→ **EXTRACT TO READ**
Section 10.2 Survival of Covenants and Agreements. The covenants and agreements of the parties to be
performed after the Effective Time contained in this Agreement shall survive the Effective Time.
ARTICLE XI.
TERMINATION, AMENDMENT AND WAIVER
TERMINATION, AMENDMENT AND WAIVER
Section 11.1 Termination. This Agreement may be terminated at any time prior to the Effective Time,
whether before or after approval by the shareholders of Target:
(a) by the mutual written consent of Parent and Target by action of their respective
boards of directors or governing bodies, at any time prior to the Effective Time;
(b) by either Parent or Target if the Effective Time has not occurred on or before
11:59 p.m. Central time on May 31, 2010 (the “Termination Date”), provided that the party
seeking to terminate this Agreement pursuant to this section shall not have breached in any
material respect its obligations under this Agreement in any manner that shall have
proximately contributed to the failure to consummate the Merger on or before the Termination
Date;
(c) by either Target or Parent, if any Governmental Authority issues an order, decree
or ruling or takes any other action permanently enjoining, restraining or otherwise
prohibiting the Merger and, such order, decree, ruling or other action shall have become
final and non-appealable;
49
(d) by Target if there has been a breach by Parent or Merger Sub of any representation,
warranty, covenant or agreement set forth in this Agreement which breach would cause the
conditions set forth in Section 9.3(a) and Section 9.3(b) not to be
satisfied and such breach (if susceptible to cure) has not been cured in all material
respects within twenty (20) Business Days following receipt by Parent of notice of such
breach (a “Parent Breach”);
(e) by Parent, if (i) there has been a breach by Target of any representation,
warranty, covenant or agreement set forth in this Agreement (other than as described in
clause (ii) of this Section 11.1(e)) which breach would cause the conditions set
forth in Section 9.2(a) and Section 9.2(b) not to be satisfied and such
breach (if susceptible to cure) has not been cured in all respects within twenty (20)

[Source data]
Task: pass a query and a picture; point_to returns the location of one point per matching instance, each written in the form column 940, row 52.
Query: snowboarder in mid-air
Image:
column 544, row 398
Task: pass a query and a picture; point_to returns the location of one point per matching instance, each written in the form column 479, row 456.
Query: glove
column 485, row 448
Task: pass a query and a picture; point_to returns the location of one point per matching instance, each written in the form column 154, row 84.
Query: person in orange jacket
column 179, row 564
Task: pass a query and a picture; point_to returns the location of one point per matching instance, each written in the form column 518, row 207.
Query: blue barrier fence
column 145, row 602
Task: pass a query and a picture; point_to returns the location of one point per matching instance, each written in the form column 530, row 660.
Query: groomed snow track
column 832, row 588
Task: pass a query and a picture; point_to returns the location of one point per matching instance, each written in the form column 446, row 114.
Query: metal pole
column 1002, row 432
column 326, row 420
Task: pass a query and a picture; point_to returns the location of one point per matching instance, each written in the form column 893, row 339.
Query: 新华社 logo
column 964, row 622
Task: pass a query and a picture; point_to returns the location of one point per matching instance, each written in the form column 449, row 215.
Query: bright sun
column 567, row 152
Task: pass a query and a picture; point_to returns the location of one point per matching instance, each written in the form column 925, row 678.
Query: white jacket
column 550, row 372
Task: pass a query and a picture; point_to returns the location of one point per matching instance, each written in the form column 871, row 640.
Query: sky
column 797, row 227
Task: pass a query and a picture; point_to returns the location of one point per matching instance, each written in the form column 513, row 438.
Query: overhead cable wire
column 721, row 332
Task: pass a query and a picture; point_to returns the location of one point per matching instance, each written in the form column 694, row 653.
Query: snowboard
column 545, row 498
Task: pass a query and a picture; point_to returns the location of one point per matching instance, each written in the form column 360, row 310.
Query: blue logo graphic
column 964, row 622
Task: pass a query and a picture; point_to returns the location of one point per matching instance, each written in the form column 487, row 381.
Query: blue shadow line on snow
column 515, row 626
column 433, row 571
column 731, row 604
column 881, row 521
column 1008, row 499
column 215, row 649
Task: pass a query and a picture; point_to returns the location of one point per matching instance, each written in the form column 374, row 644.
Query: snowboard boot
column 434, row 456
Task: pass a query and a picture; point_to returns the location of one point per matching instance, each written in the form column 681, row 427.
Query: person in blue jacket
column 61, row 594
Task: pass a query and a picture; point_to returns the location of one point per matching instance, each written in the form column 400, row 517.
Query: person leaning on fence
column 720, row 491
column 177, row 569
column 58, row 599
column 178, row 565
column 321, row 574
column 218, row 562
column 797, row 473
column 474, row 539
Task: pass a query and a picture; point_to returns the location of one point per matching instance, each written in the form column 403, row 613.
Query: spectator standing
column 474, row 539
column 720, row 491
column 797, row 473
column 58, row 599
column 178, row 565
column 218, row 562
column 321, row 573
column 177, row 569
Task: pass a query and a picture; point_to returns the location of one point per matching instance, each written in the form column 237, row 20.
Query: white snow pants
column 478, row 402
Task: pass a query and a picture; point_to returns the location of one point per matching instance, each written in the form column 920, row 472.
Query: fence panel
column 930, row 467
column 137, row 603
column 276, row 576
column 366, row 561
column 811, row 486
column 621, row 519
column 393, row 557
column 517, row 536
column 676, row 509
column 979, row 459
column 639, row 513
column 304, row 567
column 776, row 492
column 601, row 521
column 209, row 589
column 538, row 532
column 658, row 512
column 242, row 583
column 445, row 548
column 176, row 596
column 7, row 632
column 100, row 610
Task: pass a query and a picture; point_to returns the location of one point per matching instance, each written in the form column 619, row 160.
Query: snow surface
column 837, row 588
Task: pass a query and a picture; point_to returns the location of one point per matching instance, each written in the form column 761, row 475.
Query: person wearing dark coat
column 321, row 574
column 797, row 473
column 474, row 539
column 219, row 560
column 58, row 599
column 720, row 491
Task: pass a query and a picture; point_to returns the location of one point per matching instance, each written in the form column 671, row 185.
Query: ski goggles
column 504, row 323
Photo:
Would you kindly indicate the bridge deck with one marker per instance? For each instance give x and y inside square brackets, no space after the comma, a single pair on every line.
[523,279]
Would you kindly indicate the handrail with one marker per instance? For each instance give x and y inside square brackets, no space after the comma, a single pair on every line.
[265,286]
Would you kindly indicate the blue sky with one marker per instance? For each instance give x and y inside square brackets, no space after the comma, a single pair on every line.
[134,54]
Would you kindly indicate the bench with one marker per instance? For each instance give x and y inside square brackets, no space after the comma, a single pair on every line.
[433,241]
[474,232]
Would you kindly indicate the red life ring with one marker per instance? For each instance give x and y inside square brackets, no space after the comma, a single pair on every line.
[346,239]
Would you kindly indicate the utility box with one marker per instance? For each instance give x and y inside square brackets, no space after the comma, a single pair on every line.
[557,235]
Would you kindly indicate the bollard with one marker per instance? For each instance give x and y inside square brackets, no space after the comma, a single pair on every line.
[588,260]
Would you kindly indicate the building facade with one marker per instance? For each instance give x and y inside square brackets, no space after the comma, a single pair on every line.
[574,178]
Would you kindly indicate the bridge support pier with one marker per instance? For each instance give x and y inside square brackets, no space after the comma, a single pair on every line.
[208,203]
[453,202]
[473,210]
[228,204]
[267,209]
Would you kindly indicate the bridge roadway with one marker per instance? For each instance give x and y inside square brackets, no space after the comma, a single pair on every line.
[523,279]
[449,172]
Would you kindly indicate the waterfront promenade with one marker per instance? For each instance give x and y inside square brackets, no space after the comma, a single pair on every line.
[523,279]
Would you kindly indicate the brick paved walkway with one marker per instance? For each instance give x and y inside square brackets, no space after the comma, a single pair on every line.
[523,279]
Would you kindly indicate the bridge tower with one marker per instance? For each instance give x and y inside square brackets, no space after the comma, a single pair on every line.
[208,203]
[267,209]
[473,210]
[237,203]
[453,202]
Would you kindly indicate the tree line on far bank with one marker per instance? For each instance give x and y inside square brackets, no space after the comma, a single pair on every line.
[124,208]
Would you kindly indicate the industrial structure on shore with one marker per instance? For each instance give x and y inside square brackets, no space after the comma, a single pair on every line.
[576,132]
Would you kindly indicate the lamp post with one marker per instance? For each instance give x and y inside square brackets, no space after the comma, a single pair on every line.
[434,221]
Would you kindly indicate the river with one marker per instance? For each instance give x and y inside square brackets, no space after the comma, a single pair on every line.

→ **TASKS TO CARRY OUT**
**a.** Please list every Article IX section that the termination provisions cite in their clauses.
**b.** Write the next part of the merger agreement's termination provisions, continuing from the last words shown.

→ **ANSWERS FOR THE TASKS**
**a.** Section 9.3(a), Section 9.3(b), Section 9.2(a), Section 9.2(b)

**b.**
Business Days following receipt by Target of notice of such breach, or (ii) the Target
Lenders terminate the Forbearance Period (as defined in the Fortis Forbearance Agreement)
pursuant to Section 11(e) of the Fortis Forbearance Agreement, or Target breaches the
covenant set forth in Section 8.17(b) (in the case of (i) and (ii), a “Target
Breach”);
(f) by Parent or Target if the Target Shareholder Meeting (or any postponement or
adjournment thereof) shall have concluded and the Target Shareholders’ Approval shall not
have been obtained;
(g) by Parent if (i) a Change in the Target Recommendation shall have occurred, whether
or not permitted by Section 8.4, (ii) following the date of any bona fide
Acquisition Proposal by a third party for Target or any material modification thereto is
first publicly announced, disclosed or otherwise made known prior to the time at which
Target receives the Target Shareholders’ Approval, Target fails to issue a press release
that expressly reaffirms the Target Recommendation within ten (10) Business Days following
Parent’s written request to do so (which request may be made by Parent one time following
any such Acquisition Proposal or any material modifications thereto), (iii) any tender offer
or exchange offer constituting an Acquisition Proposal for Target is commenced or materially
modified by any third party with respect to the outstanding Target Common Shares prior to
the time at which Target receives the Target Shareholders’ Approval, and the Target Board
shall not have recommended that the Target Shareholders reject such tender offer or exchange
offer and not tender their Target Common Shares into such tender offer or exchange offer
within ten (10) Business Days after commencement or material modification of such tender
offer or exchange offer, unless Target has issued a press release that expressly reaffirms
the Target Recommendation within such ten (10) Business Day period, (iv) Target or the
Target Board approves, endorses, recommends, adopts or enters into any Acquisition Proposal
by a third party for Target or any Target Acquisition Contract, whether or not permitted by
Section 8.4, (v) Target shall have materially breached its obligations under
Section 8.4, or (vi) Target or the Target Board announces, resolves or proposes to
do any of the foregoing, whether or not permitted by Section 8.4; provided, however,
that Parent’s right to terminate this Agreement pursuant to this Section 11.1(g)
shall only be available for a ten (10) Business Day period following the applicable
triggering event set forth in clauses (i), (ii), (iii), (iv) and (vi) of this Section
11.1(g);
50
(h) by Target, at any time prior to the time at which Target receives the Target
Shareholders’ Approval, if the Target Board determines to enter into a definitive agreement
with respect to a Superior Proposal in accordance with Section 8.4(b), provided that
it pays to Parent the Termination Fee concurrently with such termination; and
(i) by Parent, at any time, provided that it pays to Target the Termination Fee
concurrently with such termination.
Section 11.2 Notice of Termination; Effect of Termination.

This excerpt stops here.